#### Entries taken from a collection:
= = = = = = =
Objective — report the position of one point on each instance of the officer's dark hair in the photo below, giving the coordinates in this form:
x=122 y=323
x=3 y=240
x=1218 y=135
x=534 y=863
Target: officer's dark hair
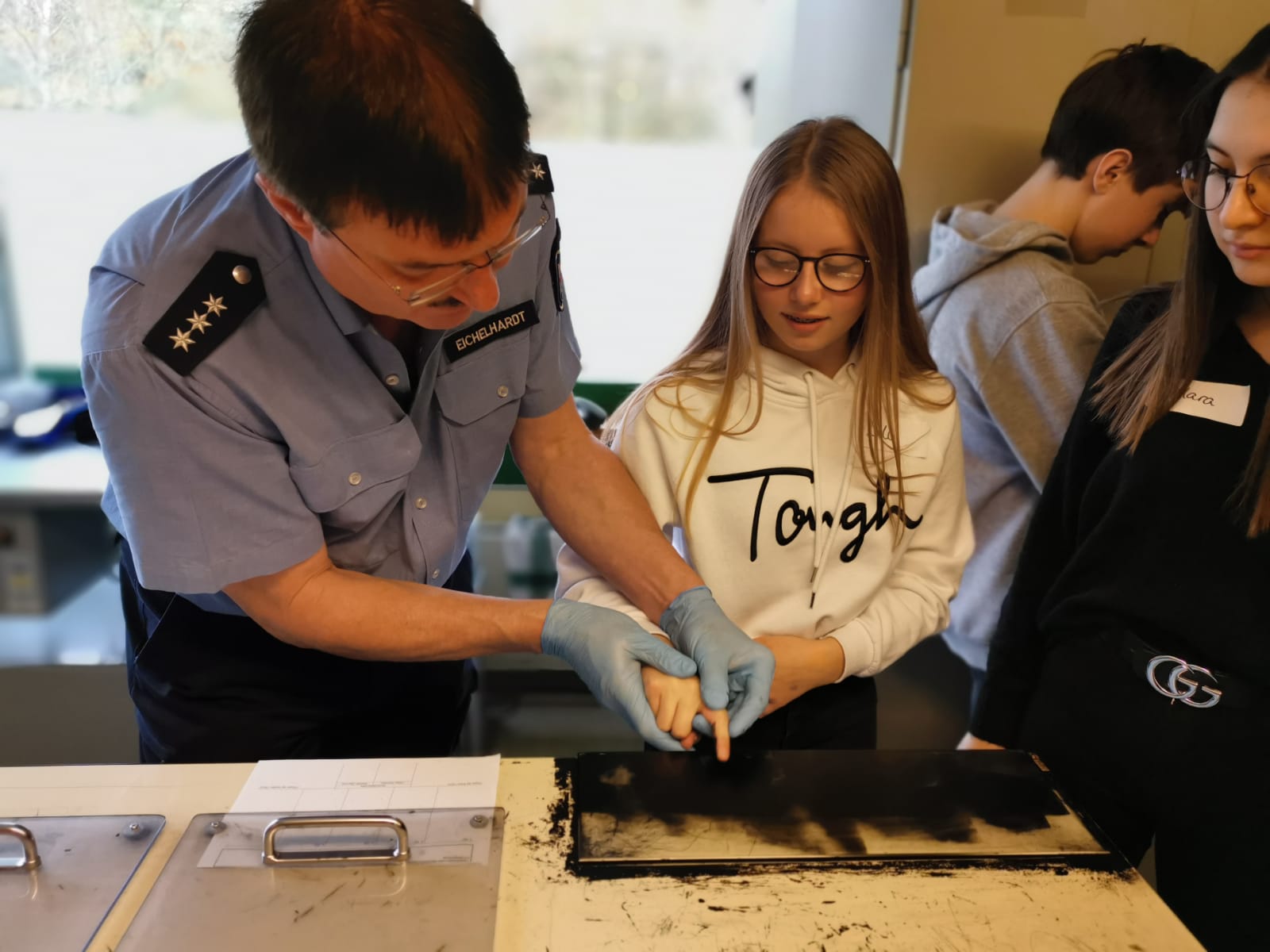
= = = = = = =
#### What to work on:
Transcribe every entry word for word, but skip the pictures.

#### Written solution:
Objective — report the position of one point on each instance of the officer's dark hair in the photo below, giving the coordinates in this form:
x=122 y=323
x=3 y=240
x=1218 y=135
x=534 y=863
Target: officer's dark hair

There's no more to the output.